**Passage provided:**
━━━━━━━━━━━━━━━━━━━━━━━━━━━━━━

These books were not the first printed English law books devoted to statutes. That honor belongs to the abridgement of statutes printed by Lettou and Machlinia in 1482, probably the second English law book to be printed. It seems fairly clear that existing manuscript material was used for this edition.
The abridgement was arranged under analytical headings, and a brief summary and reference to the statute was provided. Ten or so editions of the abridgement followed until publication of this particular kind of book came to an end in about 1552. Each successive edition brought the prior edition down to date. After the first edition, which is a large quarto, I have seen other editions which were printed as a rather small book so that they could be carried by the lawyer with ease.
The abridgements, which were anonymously compiled, were succeeded by two important books. The first of these was an abridgement by William Rastell first published in 1557. It is of interest to note that Rastell began life as a printer and then abandoned the trade to become a barrister and ultimately a Justice of the Queen’s Bench. Rastell’s book was much more complete than the earlier abridgements; the statute was paraphrased or quoted in each instance. Fifteen editions followed with the last 16th century edition being published in 1598. Each of these editions brought the material down to the date of publication.
The second of these books was Ferdinando Pulton’s abstract of the penal statutes, the first edition of which was said to have been published in 1560, to be followed by eight or nine editions before the end of the 16th century.

━━━━━━━━━━━━━━━━━━━━━━━━━━━━━━

**What you need to do:**
a) List every four-digit year that appears in the passage on early English statute abridgements, in the order they occur.
b) Gather every line of the entries that contains the string "leaf", matching case, and copy each one.
The entries are unrelated to the passage on early English statute abridgements.

━━━━━━━━━━━━━━━━━━━━━━━━━━━━━━

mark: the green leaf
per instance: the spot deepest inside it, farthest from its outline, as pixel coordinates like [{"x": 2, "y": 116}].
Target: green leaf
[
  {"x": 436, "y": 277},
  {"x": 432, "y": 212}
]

━━━━━━━━━━━━━━━━━━━━━━━━━━━━━━

**Complete answers:**
a) 1482, 1552, 1557, 1598, 1560

b)
mark: the green leaf
Target: green leaf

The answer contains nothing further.